> Document section
------------------------------------------------------------
What is the peeking problem in A/B testing, and how do you handle it?

How to think about it

Why peeking inflates errors

Under the null hypothesis, the p-value follows a uniform distribution at any single look. But if you check repeatedly and stop the moment p < 0.05, you are taking the minimum of many uniform draws — and the minimum of even 5 draws has roughly a 23 % chance of falling below 0.05. You have not made your test more powerful; you have made it far more prone to false alarms.

Solutions

1. Pre-commit to a single analysis at the planned horizon. Simplest and most powerful. Do not look at results until the experiment is done.

2. Sequential testing / always-valid p-values. Frameworks such as mSPRT (mixture Sequential Probability Ratio Test) or the method used by Spotify and Booking.com provide error guarantees that hold at any stopping time. The trade-off is slightly lower power for a given sample compared to a fixed-horizon test.

3. Alpha spending functions (O’Brien-Fleming). Borrowed from clinical trials. You budget the total alpha across planned interim looks, using very conservative thresholds early (e.g., p < 0.001 at 50 % of data) and relaxing them toward the end.

4. Bayesian testing with a credible interval. Decisions are based on posterior probability that the lift exceeds the MDE, not on a p-value. There is no formal multiple-comparison problem in the Bayesian sense, though you can still overfit priors.

In practice, the pragmatic answer is: use a sequential testing framework if your organization requires continuous monitoring, and educate stakeholders that a significant result on day 3 of a 14-day test is not a valid stopping criterion.
------------------------------------------------------------
> Available data
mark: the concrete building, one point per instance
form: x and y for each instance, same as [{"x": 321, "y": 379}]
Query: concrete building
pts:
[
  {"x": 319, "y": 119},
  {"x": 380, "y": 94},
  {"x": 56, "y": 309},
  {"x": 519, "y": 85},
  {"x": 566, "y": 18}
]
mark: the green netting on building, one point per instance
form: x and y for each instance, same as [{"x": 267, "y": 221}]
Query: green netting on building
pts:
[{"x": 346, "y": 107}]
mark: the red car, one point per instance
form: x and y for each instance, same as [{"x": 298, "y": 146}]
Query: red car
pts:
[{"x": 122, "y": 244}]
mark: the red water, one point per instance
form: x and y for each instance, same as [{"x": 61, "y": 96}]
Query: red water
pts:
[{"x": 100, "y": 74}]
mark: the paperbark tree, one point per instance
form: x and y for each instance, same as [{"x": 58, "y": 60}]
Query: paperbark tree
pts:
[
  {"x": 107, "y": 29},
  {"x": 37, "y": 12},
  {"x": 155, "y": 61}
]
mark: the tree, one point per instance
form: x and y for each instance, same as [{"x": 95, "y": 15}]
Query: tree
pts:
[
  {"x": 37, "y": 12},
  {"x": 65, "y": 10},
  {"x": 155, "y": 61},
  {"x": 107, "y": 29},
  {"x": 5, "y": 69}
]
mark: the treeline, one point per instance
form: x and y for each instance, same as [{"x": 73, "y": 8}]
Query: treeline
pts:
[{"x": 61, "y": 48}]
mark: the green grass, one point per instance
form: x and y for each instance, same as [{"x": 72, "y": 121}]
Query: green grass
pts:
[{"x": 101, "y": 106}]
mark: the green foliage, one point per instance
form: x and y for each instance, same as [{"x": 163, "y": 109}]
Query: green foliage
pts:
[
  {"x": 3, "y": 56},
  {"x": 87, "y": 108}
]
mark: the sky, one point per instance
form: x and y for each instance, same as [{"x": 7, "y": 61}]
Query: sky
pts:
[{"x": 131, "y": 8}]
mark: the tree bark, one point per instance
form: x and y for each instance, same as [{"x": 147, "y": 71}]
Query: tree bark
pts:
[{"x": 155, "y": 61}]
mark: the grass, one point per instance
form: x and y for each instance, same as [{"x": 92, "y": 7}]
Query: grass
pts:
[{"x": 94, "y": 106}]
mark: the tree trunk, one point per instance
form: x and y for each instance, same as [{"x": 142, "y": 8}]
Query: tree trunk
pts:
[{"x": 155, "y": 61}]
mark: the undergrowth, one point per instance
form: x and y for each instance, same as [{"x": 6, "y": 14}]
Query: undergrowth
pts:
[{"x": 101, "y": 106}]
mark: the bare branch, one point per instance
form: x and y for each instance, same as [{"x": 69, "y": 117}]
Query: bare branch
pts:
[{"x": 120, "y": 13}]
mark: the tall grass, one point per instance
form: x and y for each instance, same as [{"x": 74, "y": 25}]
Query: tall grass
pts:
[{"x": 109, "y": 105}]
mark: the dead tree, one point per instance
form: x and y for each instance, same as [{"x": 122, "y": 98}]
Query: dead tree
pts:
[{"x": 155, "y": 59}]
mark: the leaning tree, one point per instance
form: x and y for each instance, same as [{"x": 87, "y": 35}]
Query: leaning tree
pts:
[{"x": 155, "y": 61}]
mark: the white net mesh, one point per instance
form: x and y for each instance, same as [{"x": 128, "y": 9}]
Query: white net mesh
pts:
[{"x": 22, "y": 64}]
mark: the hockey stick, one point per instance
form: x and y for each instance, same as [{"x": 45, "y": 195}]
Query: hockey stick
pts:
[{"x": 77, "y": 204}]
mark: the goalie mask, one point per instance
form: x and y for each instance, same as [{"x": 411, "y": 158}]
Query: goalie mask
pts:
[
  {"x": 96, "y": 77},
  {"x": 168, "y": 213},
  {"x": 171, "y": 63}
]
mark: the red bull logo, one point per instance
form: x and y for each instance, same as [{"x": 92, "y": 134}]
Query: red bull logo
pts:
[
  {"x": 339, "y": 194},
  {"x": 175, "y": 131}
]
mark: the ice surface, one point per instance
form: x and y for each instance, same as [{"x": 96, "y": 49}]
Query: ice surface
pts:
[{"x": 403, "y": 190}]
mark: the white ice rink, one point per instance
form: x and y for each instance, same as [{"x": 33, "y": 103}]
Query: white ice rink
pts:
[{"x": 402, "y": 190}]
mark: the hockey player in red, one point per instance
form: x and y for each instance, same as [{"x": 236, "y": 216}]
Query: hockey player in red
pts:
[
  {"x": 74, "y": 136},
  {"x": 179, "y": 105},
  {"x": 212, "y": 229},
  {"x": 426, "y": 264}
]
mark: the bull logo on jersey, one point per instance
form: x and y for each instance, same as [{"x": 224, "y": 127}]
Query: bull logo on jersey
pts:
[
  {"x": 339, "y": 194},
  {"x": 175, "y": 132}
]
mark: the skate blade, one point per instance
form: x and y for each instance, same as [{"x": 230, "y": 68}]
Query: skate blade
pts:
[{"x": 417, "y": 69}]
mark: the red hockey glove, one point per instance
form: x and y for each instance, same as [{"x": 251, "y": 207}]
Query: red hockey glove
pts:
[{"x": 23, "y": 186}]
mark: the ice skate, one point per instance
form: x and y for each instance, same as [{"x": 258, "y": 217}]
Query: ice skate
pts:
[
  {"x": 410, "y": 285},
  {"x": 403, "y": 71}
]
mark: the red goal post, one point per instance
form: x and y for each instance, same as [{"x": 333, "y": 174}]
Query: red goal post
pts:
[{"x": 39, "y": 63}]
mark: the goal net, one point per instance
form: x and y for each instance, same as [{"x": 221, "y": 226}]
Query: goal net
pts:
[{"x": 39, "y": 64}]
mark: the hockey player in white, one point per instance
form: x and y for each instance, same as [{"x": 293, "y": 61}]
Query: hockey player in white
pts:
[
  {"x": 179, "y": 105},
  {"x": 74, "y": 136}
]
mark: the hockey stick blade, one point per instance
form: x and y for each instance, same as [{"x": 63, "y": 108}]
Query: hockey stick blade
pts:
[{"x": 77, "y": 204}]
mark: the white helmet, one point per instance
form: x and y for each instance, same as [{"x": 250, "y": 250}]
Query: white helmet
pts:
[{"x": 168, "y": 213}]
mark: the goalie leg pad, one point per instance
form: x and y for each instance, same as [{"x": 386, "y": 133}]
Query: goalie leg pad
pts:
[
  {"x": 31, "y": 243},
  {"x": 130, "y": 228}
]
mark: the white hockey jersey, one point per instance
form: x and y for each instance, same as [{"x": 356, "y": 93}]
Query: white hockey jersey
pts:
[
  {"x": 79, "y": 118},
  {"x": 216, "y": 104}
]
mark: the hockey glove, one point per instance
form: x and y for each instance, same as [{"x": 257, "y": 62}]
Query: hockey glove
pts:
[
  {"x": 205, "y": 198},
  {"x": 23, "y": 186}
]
------------------------------------------------------------
> Work task
Name every solution the A/B testing explanation offers for the peeking problem. Nothing in the records is needed here.

> Response box
1. Pre-commit to a single analysis at the planned horizon.
2. Sequential testing / always-valid p-values.
3. Alpha spending functions (O’Brien-Fleming).
4. Bayesian testing with a credible interval.